● **Geselecteerde tekst**
####################

Vervolgens gedoopten na bepaalde misdrijven nl., tenzij een duidelijk teeken van berouw den dood voorafging: publieke apostaten; zij, die publiek behooren bij een kettersche of schismatieke sekte of bij een magonnieke of andere dergelijke vereeniging; zij, die door uitspraak van den rechter in den ban zijn of onder persoonlijk interdict; zij, die met overleg zelfmoord pleegden, of in een duel, of gewond, ten gevolge van een duel stierven; zij, die geboden hun lijk te verbranden en andere publieke zondaars, bijv. die jarenlang hun Paaschplicht verzuimden. In twijfel beslist de bisschop der plaats.

Kerk der uitvaart.

####################

● **Gegevens**

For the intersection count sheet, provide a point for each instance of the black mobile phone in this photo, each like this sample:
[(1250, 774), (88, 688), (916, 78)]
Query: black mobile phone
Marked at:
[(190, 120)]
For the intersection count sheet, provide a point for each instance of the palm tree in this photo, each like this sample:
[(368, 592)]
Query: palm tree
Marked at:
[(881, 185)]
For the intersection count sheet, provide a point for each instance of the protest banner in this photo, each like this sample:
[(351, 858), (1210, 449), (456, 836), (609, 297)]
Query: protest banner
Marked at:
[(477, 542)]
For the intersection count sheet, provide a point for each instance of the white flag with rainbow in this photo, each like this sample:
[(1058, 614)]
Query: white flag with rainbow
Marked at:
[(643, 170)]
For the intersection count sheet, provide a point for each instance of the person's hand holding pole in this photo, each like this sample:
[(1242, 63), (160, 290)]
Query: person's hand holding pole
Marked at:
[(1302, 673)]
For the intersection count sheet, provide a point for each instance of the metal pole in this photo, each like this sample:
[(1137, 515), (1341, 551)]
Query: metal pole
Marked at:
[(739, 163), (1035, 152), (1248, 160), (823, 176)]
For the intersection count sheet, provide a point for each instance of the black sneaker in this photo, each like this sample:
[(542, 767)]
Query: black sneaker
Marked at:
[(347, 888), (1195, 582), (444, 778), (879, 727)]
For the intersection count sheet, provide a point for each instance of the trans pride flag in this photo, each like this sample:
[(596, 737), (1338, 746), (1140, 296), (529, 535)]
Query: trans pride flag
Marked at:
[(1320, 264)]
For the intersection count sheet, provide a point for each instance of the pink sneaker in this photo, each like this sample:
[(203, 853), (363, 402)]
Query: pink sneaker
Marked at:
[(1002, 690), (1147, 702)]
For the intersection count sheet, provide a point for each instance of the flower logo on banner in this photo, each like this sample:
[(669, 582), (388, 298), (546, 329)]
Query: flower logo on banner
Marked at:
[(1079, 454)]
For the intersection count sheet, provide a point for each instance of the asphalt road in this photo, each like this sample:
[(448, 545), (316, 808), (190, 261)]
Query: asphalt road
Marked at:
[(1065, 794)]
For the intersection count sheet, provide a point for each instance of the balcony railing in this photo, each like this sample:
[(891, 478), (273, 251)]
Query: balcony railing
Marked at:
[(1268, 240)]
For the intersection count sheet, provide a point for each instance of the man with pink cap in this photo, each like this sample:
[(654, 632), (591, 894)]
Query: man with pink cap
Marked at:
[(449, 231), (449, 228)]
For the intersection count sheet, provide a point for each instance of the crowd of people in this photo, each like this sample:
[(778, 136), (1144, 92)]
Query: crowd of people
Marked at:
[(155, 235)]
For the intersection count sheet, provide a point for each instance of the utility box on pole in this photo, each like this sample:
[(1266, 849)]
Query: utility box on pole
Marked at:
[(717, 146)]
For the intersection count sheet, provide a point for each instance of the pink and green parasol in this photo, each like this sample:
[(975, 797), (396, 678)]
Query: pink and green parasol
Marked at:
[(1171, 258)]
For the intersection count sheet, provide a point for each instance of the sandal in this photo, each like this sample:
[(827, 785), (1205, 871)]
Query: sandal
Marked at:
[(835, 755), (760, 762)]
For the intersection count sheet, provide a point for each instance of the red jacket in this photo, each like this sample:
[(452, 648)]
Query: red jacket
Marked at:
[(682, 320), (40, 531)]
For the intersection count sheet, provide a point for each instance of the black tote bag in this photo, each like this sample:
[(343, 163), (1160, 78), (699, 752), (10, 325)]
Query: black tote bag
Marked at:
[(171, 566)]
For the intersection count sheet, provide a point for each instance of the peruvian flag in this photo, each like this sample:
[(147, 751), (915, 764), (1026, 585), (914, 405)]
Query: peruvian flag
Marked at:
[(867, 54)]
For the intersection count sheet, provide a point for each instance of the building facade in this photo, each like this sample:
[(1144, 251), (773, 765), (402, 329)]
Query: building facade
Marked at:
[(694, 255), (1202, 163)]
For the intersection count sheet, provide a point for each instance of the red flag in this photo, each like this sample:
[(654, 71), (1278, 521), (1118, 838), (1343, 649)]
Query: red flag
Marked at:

####################

● **Gegeven opdracht A**
Vertaal de zin "In twijfel beslist de bisschop der plaats." uit de geselecteerde tekst in het Engels.
● **Gegeven opdracht B**
Wijzig in de geselecteerde tekst het stuk van "Vervolgens gedoopten na" tot "Kerk der uitvaart." door "bisschop" te vervangen door "pastoor".
● **Gegeven opdracht C**
Som alle groepen gedoopten op die de geselecteerde tekst na de dubbele punt noemt.

● **Antwoord A**
In case of doubt, the bishop of the place decides.

● **Antwoord B**
Vervolgens gedoopten na bepaalde misdrijven nl., tenzij een duidelijk teeken van berouw den dood voorafging: publieke apostaten; zij, die publiek behooren bij een kettersche of schismatieke sekte of bij een magonnieke of andere dergelijke vereeniging; zij, die door uitspraak van den rechter in den ban zijn of onder persoonlijk interdict; zij, die met overleg zelfmoord pleegden, of in een duel, of gewond, ten gevolge van een duel stierven; zij, die geboden hun lijk te verbranden en andere publieke zondaars, bijv. die jarenlang hun Paaschplicht verzuimden. In twijfel beslist de pastoor der plaats.

Kerk der uitvaart.

● **Antwoord C**
- publieke apostaten
- zij die publiek behooren bij een kettersche of schismatieke sekte of bij een magonnieke of andere dergelijke vereeniging
- zij die door uitspraak van den rechter in den ban zijn of onder persoonlijk interdict
- zij die met overleg zelfmoord pleegden, of in een duel, of gewond, ten gevolge van een duel stierven
- zij die geboden hun lijk te verbranden
- andere publieke zondaars, bijv. die jarenlang hun Paaschplicht verzuimden